* **Énoncé**
À l'aide du texte sur le Lesotho, répondez brièvement :
(a) Quelles sont les trois enclaves qui sont des pays ?
(b) Quel est le plus haut sommet d'Afrique australe et à quelle altitude culmine-t-il ?
(c) Au-dessous de quelle altitude aucune topographie du Lesotho ne descend-elle ?

* **Texte fourni**
* * * *

L’intuition du Lesotho
– EXTRAIT –
Cette nuit-là, j’ai rêvé du Lesotho. Le lendemain matin, j’ai regardé une carte, car je ne situais que vaguement l’endroit. C’était en Afrique, c’était un petit pays de montagnes, enclavé au sud de l’Afrique. Une voix intérieure, fort raisonnable, suggéra de lui préférer une autre destination de vacances, jugeant celle-ci peu indiquée, vu qu’il était tout de même question de se reposer désormais. Contre toute attente, sans y prêter la moindre attention, l’intuition m’encouragea, improvisant de séduisantes danses de joie auprès de ces sages pensées.
Voilà donc le récit de cette aventure par laquelle les voix sérieuses, les voix convenables, les voix zélées, assidues et appliquées, se sont tues, par la grâce même du voyage. Et sitôt leur absence constatée, la vie est venue, en personne, se frayer des chemins à travers corps, pour irriguer de ses ruisseaux là où stagnaient les pensées.
Rares sont les enclaves qui sont des pays. Pour tout dire, on en dénombre trois : le Vatican, encadré par la ville de Rome, Saint-Marin, au cœur toujours de l’Italie, et le Lesotho, circonscrit par l’Afrique du Sud, dont la superficie équivaut environ à celle du Liechtenstein, un poil plus petit que la Suisse.
Sa géographie bat en brèche tous les poncifs africains. C’est pour cela, je crois, que je me suis prise d’affection pour ce pays. À l’est, il s’adosse au corpulent escarpement de quartz du Drakensberg, dresse vers le ciel le Thabana Ntlenyana, plus haut sommet d’Afrique australe ronflant à 3 482 mètres, avant de descendre vers les basses terres, découvrant aux aigles et aux vautours des murailles rocheuses, d’amples cascades et des canyons érodés. Aucune topographie ne consent à s’y tenir sous 1 300 mètres. Ce petit pays méconnu possède, en toute humilité, le point le plus bas… le plus haut du monde.

* * * *

* **Matériel**
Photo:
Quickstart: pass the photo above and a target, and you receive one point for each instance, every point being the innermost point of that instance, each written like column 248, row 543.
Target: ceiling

* * * *

* **Corrigé**
(a) Le Vatican, Saint-Marin et le Lesotho.
(b) Le Thabana Ntlenyana, à 3 482 mètres.
(c) 1 300 mètres.